* EXERCISE AIM
Nothing in the records may be left out or altered; reproduce them all exactly.

* EXCERPTED DATA
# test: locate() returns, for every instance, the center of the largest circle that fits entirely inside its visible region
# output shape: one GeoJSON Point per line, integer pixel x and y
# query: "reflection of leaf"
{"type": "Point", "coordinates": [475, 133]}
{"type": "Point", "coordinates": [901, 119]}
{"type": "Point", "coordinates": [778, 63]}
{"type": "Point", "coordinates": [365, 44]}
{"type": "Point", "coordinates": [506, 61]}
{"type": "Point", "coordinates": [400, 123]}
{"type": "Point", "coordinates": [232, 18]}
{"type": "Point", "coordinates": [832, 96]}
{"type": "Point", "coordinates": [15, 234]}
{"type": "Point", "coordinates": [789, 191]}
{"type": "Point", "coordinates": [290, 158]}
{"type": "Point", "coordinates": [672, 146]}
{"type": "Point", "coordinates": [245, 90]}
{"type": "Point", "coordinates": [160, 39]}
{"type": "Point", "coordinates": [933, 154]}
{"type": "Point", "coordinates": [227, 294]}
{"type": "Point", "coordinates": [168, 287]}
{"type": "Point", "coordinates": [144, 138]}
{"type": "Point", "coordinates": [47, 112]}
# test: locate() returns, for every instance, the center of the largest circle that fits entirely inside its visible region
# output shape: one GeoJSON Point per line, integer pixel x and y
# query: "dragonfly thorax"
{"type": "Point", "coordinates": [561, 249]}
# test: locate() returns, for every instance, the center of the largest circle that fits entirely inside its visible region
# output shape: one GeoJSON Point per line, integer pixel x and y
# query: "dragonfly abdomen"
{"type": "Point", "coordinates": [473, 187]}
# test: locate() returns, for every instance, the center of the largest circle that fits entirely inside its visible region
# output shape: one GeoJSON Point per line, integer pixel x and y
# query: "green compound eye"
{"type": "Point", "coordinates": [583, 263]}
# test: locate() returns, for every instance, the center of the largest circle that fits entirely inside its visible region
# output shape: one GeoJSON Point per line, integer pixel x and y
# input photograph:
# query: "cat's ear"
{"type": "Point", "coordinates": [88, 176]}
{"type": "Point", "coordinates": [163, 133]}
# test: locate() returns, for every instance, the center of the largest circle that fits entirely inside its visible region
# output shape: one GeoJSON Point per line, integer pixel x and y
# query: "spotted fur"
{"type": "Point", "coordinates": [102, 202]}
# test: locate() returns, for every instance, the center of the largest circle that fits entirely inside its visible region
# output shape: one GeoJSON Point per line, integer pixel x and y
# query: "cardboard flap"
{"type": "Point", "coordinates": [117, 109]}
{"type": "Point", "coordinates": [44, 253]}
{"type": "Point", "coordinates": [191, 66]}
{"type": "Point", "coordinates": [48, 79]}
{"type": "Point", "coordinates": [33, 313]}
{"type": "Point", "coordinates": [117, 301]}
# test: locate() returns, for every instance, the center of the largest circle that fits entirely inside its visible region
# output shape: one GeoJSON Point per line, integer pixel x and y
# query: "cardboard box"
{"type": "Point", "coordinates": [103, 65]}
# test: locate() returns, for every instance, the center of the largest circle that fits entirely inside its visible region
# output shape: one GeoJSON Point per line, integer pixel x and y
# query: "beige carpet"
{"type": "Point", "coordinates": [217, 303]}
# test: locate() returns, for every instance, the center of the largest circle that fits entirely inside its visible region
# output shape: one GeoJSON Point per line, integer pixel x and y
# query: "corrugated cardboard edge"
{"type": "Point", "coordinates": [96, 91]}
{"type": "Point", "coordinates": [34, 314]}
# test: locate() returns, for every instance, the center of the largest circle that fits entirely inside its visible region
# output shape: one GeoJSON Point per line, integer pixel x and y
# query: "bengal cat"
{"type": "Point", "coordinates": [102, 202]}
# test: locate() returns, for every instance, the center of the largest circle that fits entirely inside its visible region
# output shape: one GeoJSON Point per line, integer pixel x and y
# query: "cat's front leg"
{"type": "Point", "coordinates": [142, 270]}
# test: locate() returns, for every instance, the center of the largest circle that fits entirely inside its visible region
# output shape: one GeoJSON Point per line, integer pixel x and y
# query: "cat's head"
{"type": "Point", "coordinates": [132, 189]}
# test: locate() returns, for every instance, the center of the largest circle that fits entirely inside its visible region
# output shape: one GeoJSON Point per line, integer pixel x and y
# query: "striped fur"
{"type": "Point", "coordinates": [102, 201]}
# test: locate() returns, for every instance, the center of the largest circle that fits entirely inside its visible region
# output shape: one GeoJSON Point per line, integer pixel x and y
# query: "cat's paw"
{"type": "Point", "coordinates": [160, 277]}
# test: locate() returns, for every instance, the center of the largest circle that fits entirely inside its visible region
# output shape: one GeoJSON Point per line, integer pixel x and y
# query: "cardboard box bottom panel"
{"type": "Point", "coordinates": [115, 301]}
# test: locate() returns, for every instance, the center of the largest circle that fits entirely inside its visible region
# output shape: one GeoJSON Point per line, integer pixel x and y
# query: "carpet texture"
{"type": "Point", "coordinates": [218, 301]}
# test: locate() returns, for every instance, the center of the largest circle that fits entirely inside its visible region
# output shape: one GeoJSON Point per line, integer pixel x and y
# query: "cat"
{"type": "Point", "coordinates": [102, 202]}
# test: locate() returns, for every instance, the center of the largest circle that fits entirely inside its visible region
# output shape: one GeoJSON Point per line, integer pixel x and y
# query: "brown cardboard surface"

* RESULT OF THE TASK
# test: locate() returns, for every instance, the center of the largest circle that fits entirely inside its visible region
# output shape: one GeoJSON Point per line, integer pixel x and y
# query: "reflection of leaf"
{"type": "Point", "coordinates": [475, 133]}
{"type": "Point", "coordinates": [901, 119]}
{"type": "Point", "coordinates": [778, 63]}
{"type": "Point", "coordinates": [365, 44]}
{"type": "Point", "coordinates": [506, 61]}
{"type": "Point", "coordinates": [400, 123]}
{"type": "Point", "coordinates": [232, 18]}
{"type": "Point", "coordinates": [832, 96]}
{"type": "Point", "coordinates": [15, 234]}
{"type": "Point", "coordinates": [789, 191]}
{"type": "Point", "coordinates": [290, 158]}
{"type": "Point", "coordinates": [672, 146]}
{"type": "Point", "coordinates": [245, 90]}
{"type": "Point", "coordinates": [160, 39]}
{"type": "Point", "coordinates": [933, 154]}
{"type": "Point", "coordinates": [227, 294]}
{"type": "Point", "coordinates": [168, 287]}
{"type": "Point", "coordinates": [144, 138]}
{"type": "Point", "coordinates": [47, 112]}
# test: locate() returns, for every instance, the center of the largest circle that fits entirely inside its visible region
# output shape: one GeoJSON Point per line, integer pixel x and y
# query: "dragonfly thorax"
{"type": "Point", "coordinates": [561, 249]}
# test: locate() returns, for every instance, the center of the largest circle that fits entirely inside its visible region
# output shape: one GeoJSON Point per line, integer pixel x and y
# query: "dragonfly abdomen"
{"type": "Point", "coordinates": [473, 187]}
# test: locate() returns, for every instance, the center of the largest circle that fits entirely inside its visible region
# output shape: one GeoJSON Point per line, integer pixel x and y
# query: "green compound eye"
{"type": "Point", "coordinates": [583, 263]}
# test: locate() returns, for every instance, the center of the largest circle that fits entirely inside its visible region
# output shape: one GeoJSON Point per line, integer pixel x and y
# input photograph:
# query: "cat's ear"
{"type": "Point", "coordinates": [88, 176]}
{"type": "Point", "coordinates": [163, 133]}
# test: locate() returns, for every instance, the center of the largest circle that fits entirely inside its visible region
# output shape: one GeoJSON Point per line, integer pixel x and y
# query: "spotted fur"
{"type": "Point", "coordinates": [102, 202]}
# test: locate() returns, for every instance, the center of the largest circle that fits entirely inside its visible region
# output shape: one GeoJSON Point per line, integer pixel x and y
# query: "cardboard flap"
{"type": "Point", "coordinates": [117, 109]}
{"type": "Point", "coordinates": [44, 253]}
{"type": "Point", "coordinates": [191, 66]}
{"type": "Point", "coordinates": [48, 79]}
{"type": "Point", "coordinates": [33, 313]}
{"type": "Point", "coordinates": [117, 301]}
# test: locate() returns, for every instance, the center of the largest circle that fits entirely inside its visible region
# output shape: one GeoJSON Point per line, integer pixel x and y
# query: "cardboard box"
{"type": "Point", "coordinates": [103, 65]}
# test: locate() returns, for every instance, the center of the largest circle that fits entirely inside its visible region
# output shape: one GeoJSON Point per line, integer pixel x and y
# query: "beige carpet"
{"type": "Point", "coordinates": [217, 303]}
# test: locate() returns, for every instance, the center of the largest circle that fits entirely inside its visible region
# output shape: one GeoJSON Point per line, integer pixel x and y
# query: "corrugated cardboard edge"
{"type": "Point", "coordinates": [96, 91]}
{"type": "Point", "coordinates": [34, 314]}
# test: locate() returns, for every instance, the center of the largest circle that fits entirely inside its visible region
# output shape: one GeoJSON Point per line, integer pixel x and y
# query: "bengal cat"
{"type": "Point", "coordinates": [102, 202]}
# test: locate() returns, for every instance, the center of the largest circle that fits entirely inside its visible region
# output shape: one GeoJSON Point per line, integer pixel x and y
# query: "cat's front leg"
{"type": "Point", "coordinates": [142, 270]}
# test: locate() returns, for every instance, the center of the largest circle that fits entirely inside its visible region
# output shape: one GeoJSON Point per line, integer pixel x and y
# query: "cat's head"
{"type": "Point", "coordinates": [132, 189]}
# test: locate() returns, for every instance, the center of the largest circle that fits entirely inside its visible region
# output shape: one GeoJSON Point per line, integer pixel x and y
# query: "striped fur"
{"type": "Point", "coordinates": [102, 201]}
# test: locate() returns, for every instance, the center of the largest circle that fits entirely inside its visible region
# output shape: one GeoJSON Point per line, integer pixel x and y
# query: "cat's paw"
{"type": "Point", "coordinates": [160, 277]}
# test: locate() returns, for every instance, the center of the largest circle that fits entirely inside its visible region
# output shape: one GeoJSON Point per line, integer pixel x and y
# query: "cardboard box bottom panel"
{"type": "Point", "coordinates": [115, 301]}
# test: locate() returns, for every instance, the center of the largest circle that fits entirely inside its visible region
# output shape: one GeoJSON Point per line, integer pixel x and y
# query: "carpet texture"
{"type": "Point", "coordinates": [218, 301]}
# test: locate() returns, for every instance, the center of the largest circle that fits entirely inside its visible region
# output shape: one GeoJSON Point per line, integer pixel x and y
# query: "cat"
{"type": "Point", "coordinates": [102, 202]}
# test: locate() returns, for every instance, the center of the largest circle that fits entirely inside its visible region
# output shape: one GeoJSON Point per line, integer pixel x and y
# query: "brown cardboard surface"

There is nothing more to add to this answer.